Source document
============================================================
DESCRIPTION OF THE PLAN
 
     Administration. The Plan will be administered by a committee of the Board
of Directors (the "Committee") consisting of at least two members who may be
"Non-Employee Directors" within the meaning of Rule 16b-3 under the Securities
Exchange Act of 1934 (the "Exchange Act") and who are "outside directors" within
the meaning of Section 162(m) of the Code.
 
     Section 162(m) of the Code generally limits to $1 million the amount that a
publicly held corporation is allowed each year to deduct for the compensation
paid to each of the corporation's chief executive officer and the corporation's
four most highly compensated executive officers other than the chief executive
officer, subject to certain exceptions. One such exception is "qualified
performance-based" compensation. Compensation attributable to a stock option is
"qualified performance-based" compensation if all of the following conditions
are satisfied: (i) the option is granted by a committee consisting solely of two
or more "outside directors", (ii) the plan under which the option is granted
states the maximum number of shares with respect to which options may be granted
during a specified period to any employee, (iii) under the terms of the option,
the amount of compensation the employee could receive is based solely on an
increase in the value of stock after the date of grant of the option and (iv)
============================================================
Material provided

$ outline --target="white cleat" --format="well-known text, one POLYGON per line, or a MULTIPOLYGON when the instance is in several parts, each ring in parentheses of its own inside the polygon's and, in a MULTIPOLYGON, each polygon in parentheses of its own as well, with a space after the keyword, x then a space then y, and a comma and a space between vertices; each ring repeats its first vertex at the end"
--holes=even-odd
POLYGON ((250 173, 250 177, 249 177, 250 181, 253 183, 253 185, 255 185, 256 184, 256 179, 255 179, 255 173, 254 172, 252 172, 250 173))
============================================================
Requirement 1
For each statement, say whether it agrees with the plan description. Answer yes or no, and quote the words that decide it. (a) The Committee has at least two members. (b) Section 162(m) of the Code generally limits the yearly deduction to $5 million. (c) "Qualified performance-based" compensation is one of the exceptions to the Section 162(m) limit.
Requirement 2
In the plan description, which rule under the Securities Exchange Act of 1934 defines "Non-Employee Directors"?
Requirement 3
Return the passage of the plan description that begins at the words "DESCRIPTION OF THE" and stops after the words "of the Code.".
Base your work only on the plan description.

Correct answer 1
(a) Yes: "consisting of at least two members"
(b) No: "generally limits to $1 million the amount"
(c) Yes: "One such exception is "qualified performance-based" compensation."

Correct answer 2
Rule 16b-3

Correct answer 3
DESCRIPTION OF THE PLAN
 
     Administration. The Plan will be administered by a committee of the Board
of Directors (the "Committee") consisting of at least two members who may be
"Non-Employee Directors" within the meaning of Rule 16b-3 under the Securities
Exchange Act of 1934 (the "Exchange Act") and who are "outside directors" within
the meaning of Section 162(m) of the Code.